▸ **TAREFAS A REALIZAR**
(1) No trecho sobre a notificação do Ministério Público, qual prazo foi dado para comparecer à Promotoria de Canguaretama?
(2) Prossiga com o trecho sobre a notificação do Ministério Público, começando logo após a última frase apresentada.

═════ TRECHO DE ORIGEM

Mostrou-se melhor que qualquer outro método para testar os corações que já batem fora do ritmo.

Bastou um simples telefonema (alguns aparelhos ainda têm esta função) da secretária presencial doméstica.

A duração do exame é o tempo de deslocamento entre o local onde os afazeres ficam para depois, a casa,  e a leitura do documento deixado em  domicílio, pelo Ministério Público.

Uma notificação com prazo de cinco dias para comparecer à Promotoria de Canguaretama, e prestar esclarecimentos.

Assunto: investigação criminal com o objetivo de averiguar ilicitude na compra e venda de fazenda em Sagi, em que um senhor, de longo nome espanhol,  e o ex-secretário estadual de saúde, estariam firmando “transações suspeitas”.

Nome e endereço do ex, conferidos.

Qualificação, idem. Que do cargo ocupado por 1/69 dos anos vividos, ninguém consegue tirar a inhaca.

Local da ocorrência, conhecido em viagem de lazer.

Há bons vint’anos, em passeio pela beira-mar, de buggy, até a boca do Guaju.

Nenhuma recordação se as terras eram agricultáveis ou serviam para criação de zebuínos.

Só relatos de uns índios tabajaras por perto.

Do vendedor (ou comprador), nem a menor e vaga lembrança.

A memória claudica.

Em busca do elo perdido, qualquer maneira de achar, vale a pena.

Consulta ao fichário da clínica, com muitos estrangeiros, quedou sem registro.

══════════
═════ DADOS FORNECIDOS

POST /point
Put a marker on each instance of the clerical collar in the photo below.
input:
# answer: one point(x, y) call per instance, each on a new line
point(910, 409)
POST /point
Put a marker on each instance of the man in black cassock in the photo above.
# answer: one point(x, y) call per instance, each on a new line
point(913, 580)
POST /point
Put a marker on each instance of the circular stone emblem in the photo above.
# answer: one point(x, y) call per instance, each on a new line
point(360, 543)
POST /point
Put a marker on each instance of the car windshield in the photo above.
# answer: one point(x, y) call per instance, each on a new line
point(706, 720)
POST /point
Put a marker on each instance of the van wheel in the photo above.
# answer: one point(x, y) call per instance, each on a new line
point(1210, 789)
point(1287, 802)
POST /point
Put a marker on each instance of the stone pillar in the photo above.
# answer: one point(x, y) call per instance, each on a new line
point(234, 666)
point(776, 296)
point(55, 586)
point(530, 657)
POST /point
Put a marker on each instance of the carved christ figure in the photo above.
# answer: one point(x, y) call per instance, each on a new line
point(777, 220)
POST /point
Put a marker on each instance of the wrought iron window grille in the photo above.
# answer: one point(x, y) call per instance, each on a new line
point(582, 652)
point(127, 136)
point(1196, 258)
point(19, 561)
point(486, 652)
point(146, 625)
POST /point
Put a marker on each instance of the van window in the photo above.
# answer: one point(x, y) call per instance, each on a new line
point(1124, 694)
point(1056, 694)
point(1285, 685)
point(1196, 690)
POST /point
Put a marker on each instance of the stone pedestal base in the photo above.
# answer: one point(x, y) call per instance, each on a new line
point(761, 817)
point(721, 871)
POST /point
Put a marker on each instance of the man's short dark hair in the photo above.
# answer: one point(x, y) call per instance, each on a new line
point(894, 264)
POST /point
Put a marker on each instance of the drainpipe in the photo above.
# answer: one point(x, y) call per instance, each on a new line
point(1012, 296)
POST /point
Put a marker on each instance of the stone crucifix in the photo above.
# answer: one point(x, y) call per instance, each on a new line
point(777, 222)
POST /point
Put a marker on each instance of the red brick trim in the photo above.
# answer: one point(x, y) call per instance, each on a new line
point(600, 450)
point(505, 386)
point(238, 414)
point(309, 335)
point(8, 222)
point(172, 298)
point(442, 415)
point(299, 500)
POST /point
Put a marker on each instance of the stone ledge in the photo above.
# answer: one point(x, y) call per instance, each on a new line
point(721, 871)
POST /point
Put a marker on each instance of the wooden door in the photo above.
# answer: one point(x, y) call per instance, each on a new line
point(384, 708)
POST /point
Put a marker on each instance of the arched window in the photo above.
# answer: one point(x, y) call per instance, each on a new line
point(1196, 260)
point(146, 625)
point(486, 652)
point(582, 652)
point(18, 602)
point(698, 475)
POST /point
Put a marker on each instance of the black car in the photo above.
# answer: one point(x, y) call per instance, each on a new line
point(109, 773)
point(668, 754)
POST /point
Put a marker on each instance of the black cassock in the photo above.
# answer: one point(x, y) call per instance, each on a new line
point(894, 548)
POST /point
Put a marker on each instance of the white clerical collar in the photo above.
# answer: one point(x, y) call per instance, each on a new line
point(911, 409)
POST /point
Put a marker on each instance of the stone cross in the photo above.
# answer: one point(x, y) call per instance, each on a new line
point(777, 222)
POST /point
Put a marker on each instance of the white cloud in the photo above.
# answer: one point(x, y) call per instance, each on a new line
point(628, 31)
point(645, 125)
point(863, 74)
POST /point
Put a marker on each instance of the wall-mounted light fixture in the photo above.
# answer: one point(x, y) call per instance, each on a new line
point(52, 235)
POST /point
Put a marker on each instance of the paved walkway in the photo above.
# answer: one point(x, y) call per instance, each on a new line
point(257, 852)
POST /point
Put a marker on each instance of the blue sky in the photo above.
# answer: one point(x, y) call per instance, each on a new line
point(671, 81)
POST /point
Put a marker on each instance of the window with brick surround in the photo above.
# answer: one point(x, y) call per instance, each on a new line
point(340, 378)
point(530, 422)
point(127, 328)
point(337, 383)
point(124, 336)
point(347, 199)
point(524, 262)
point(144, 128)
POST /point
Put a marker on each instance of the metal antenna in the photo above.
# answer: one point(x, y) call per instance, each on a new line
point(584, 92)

══════════

▸ **RESPOSTAS POR ITEM**
(1) Cinco dias.

(2)
Uma hackeada pelo Google, e surge homônimo, como parte de processo na Justiça Federal envolvendo questões e rolos de loteamentos.

Seguindo a pista, qual um greenwald caboclo, talvez fosse o ibérico, um vizinho ainda não apresentado. Sempre há um rastro. Vai ver, deram o endereço do gringo com o número da casa, trocado.

Debalde.

Ou sabe-se lá, em alguma carraspana na Barra do Cunhaú, embriagado de súbita riqueza, pudesse ter botado preço em alguma ganaderia por perto.

Até mesmo um anúncio fúnebre de quatro anos atrás, em Larrabetzu, província de Biscaia, País Basco, foi encontrado.

Outro Dom José Ignácio com tantos outros múltiplos apellidos iguaizinhos?

Em tempos de domínio do fato, tudo é possível.

Até comprar propriedade de defunto.

Com as informações recolhidas, as providências práticas para a audiência.

Pilates e agenda de trabalho de quase aposentado, cancelados.

Companhia para a viagem, acertada com sobrinho (de verdade).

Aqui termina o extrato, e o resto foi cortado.